* [Instructions for the task]:
In the records below, some lines hold the word "placing". Copy each of those lines.

* [Data section]:

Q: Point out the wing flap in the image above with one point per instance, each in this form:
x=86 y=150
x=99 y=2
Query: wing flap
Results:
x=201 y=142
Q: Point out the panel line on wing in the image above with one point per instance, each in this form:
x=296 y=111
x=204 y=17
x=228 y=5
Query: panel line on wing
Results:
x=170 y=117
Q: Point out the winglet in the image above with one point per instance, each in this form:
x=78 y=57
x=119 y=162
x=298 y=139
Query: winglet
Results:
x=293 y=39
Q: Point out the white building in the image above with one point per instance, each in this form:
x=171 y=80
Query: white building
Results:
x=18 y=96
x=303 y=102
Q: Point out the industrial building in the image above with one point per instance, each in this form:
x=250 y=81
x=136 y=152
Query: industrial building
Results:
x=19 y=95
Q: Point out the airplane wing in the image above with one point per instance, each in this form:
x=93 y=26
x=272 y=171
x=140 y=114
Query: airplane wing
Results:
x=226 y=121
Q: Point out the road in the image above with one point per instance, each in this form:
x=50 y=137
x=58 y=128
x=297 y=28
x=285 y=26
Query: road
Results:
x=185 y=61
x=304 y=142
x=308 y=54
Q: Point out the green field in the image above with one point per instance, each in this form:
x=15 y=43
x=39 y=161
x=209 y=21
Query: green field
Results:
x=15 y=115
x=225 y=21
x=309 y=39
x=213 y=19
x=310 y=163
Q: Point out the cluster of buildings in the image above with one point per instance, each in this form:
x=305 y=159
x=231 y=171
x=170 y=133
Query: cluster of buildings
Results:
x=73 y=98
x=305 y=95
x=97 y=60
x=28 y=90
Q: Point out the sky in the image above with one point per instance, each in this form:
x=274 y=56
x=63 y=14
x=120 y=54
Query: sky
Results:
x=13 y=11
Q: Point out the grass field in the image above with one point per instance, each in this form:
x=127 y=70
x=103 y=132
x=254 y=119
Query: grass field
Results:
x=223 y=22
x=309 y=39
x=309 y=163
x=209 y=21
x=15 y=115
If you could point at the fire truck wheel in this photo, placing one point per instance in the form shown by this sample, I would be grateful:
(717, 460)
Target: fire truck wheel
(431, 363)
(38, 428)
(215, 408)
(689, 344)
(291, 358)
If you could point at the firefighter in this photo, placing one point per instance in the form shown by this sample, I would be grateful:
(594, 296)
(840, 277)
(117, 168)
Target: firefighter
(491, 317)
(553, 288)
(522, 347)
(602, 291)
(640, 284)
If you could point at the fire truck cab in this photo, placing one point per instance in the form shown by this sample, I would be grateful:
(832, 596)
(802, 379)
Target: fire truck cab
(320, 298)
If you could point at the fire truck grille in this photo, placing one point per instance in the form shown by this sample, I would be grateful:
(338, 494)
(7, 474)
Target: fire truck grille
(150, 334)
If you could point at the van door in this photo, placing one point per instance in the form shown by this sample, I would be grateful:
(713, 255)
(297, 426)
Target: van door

* [Response to this exercise]:
If you could point at the fire truck wheel in this photo, placing one point per instance in the form shown by this sample, I would be grateful:
If you could point at the firefighter in this photo, placing one point per instance in the form shown by this sample, I would be grateful:
If you could point at the fire truck cab in this photo, placing one point per instance in the form shown by this sample, I would be grateful:
If you could point at the fire truck grille in this photo, placing one point per instance in the form shown by this sample, I would be grateful:
If you could point at the van door in this photo, placing one point per instance in the form shown by this sample, I would be grateful:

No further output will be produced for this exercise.